Your answer should be the lines of the data below that contain "curved".
─── SOURCE MATERIAL
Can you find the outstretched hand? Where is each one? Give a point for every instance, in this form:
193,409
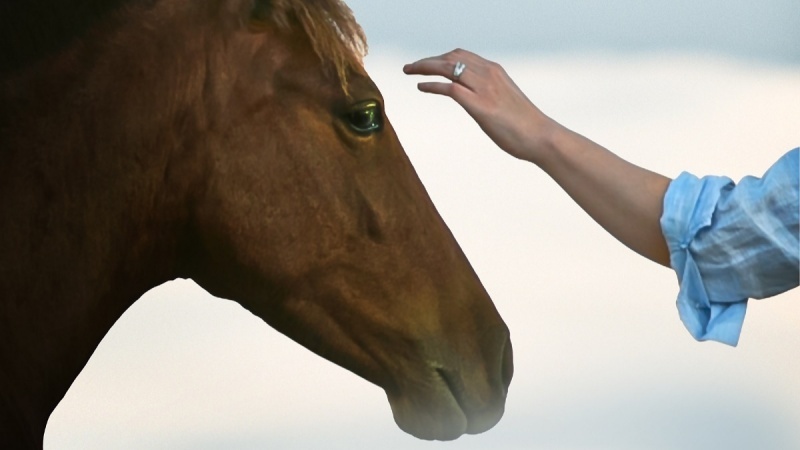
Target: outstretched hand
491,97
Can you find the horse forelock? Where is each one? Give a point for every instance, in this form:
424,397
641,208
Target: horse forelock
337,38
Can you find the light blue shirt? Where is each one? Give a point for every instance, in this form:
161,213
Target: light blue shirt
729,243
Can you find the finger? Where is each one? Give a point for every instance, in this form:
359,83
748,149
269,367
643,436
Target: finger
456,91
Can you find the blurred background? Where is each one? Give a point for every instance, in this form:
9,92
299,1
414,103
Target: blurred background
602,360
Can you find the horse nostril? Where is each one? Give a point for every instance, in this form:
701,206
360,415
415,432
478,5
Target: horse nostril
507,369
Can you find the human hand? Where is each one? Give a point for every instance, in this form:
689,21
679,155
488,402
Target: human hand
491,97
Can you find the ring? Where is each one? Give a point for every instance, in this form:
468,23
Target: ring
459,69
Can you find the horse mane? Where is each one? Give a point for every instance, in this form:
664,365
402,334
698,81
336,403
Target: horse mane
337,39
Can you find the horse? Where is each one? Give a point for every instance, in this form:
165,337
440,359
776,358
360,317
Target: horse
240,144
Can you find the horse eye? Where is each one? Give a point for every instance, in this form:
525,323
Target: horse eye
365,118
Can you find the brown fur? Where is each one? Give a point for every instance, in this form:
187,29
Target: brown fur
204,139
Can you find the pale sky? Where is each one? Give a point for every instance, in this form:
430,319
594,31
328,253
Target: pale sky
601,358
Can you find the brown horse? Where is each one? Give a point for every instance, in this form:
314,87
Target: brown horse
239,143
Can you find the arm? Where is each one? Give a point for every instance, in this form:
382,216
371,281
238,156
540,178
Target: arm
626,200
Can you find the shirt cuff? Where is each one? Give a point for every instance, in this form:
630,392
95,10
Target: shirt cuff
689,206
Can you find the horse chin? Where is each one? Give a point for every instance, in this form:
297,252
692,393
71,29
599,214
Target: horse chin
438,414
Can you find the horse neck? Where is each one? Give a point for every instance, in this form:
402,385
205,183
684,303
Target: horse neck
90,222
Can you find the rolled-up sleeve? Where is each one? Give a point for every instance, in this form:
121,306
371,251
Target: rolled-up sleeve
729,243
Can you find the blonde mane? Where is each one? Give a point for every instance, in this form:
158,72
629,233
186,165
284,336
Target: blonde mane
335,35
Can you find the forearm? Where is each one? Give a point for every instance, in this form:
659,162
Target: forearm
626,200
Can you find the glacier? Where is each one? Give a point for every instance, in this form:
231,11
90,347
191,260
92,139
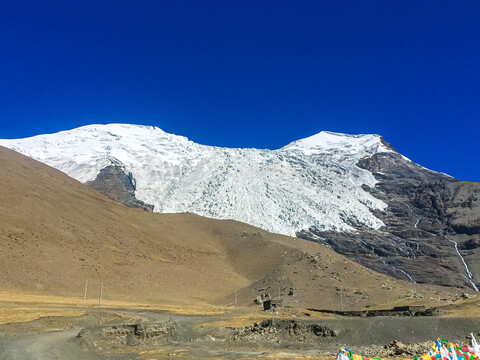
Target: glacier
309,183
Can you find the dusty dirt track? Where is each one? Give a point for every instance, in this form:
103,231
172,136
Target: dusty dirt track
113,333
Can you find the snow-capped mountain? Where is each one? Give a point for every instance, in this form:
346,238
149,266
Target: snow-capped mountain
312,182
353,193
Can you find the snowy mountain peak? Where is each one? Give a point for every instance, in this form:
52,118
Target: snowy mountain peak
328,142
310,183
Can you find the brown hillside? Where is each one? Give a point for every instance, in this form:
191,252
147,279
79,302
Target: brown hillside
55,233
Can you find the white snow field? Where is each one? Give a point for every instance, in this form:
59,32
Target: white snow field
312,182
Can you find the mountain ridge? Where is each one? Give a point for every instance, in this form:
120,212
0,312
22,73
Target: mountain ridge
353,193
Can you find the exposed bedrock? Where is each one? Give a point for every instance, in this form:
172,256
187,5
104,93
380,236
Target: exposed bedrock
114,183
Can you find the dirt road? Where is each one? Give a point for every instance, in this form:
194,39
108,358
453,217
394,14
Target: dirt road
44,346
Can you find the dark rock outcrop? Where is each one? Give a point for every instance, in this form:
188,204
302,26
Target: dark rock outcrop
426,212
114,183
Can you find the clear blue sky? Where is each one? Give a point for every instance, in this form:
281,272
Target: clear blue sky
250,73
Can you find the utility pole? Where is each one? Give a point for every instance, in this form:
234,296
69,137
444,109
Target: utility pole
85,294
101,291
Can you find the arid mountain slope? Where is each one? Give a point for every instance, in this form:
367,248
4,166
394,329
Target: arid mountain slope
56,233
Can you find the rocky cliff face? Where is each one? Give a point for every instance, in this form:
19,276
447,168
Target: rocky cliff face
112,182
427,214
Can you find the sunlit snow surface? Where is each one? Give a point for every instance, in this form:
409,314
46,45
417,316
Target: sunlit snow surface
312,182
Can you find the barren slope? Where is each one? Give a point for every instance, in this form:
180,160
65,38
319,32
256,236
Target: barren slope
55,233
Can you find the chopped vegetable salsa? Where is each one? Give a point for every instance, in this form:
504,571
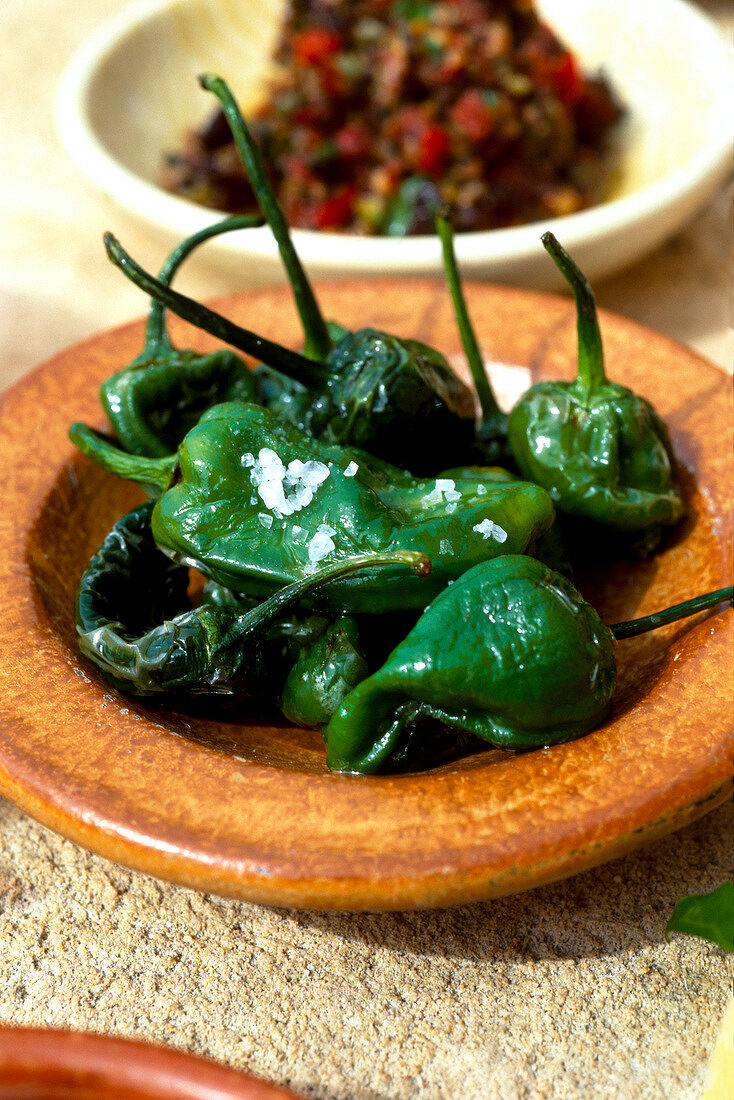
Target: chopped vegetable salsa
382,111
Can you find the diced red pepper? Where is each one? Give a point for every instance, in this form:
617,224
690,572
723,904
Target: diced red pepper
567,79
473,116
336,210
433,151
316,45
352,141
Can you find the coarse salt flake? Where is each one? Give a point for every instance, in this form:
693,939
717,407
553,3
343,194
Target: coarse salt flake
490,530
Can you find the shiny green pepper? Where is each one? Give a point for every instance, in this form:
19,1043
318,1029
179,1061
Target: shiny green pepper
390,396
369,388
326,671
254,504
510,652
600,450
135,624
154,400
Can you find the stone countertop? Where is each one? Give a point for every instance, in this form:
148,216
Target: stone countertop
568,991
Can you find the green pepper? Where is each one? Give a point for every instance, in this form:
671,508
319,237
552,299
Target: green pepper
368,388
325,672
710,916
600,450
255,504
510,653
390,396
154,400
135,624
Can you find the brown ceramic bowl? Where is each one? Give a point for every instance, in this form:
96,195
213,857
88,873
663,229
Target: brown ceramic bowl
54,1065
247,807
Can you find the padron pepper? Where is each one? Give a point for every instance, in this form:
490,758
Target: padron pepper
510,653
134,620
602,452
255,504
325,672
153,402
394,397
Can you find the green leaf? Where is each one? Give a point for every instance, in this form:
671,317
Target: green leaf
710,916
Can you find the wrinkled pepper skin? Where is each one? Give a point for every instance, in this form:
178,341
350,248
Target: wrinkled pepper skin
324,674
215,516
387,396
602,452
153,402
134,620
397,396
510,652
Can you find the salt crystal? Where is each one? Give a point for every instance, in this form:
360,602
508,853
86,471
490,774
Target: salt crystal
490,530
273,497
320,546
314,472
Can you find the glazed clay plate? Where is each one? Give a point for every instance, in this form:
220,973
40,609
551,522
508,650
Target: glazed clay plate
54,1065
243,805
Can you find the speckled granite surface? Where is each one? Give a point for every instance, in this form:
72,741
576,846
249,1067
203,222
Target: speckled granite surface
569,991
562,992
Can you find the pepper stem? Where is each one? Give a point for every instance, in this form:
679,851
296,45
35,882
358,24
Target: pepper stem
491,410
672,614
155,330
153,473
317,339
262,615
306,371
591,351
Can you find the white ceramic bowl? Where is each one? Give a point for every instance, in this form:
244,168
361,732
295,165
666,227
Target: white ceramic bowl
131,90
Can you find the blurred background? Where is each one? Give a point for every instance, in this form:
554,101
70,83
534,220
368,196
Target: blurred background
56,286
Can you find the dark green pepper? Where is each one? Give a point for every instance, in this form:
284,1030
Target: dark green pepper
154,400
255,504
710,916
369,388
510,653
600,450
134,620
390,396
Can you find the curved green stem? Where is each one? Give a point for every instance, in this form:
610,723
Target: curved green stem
──────
_EXERCISE ANSWER_.
Can you find the curved green stem? Where is each one? Give a point for every instance, in this form:
Target: curved green stem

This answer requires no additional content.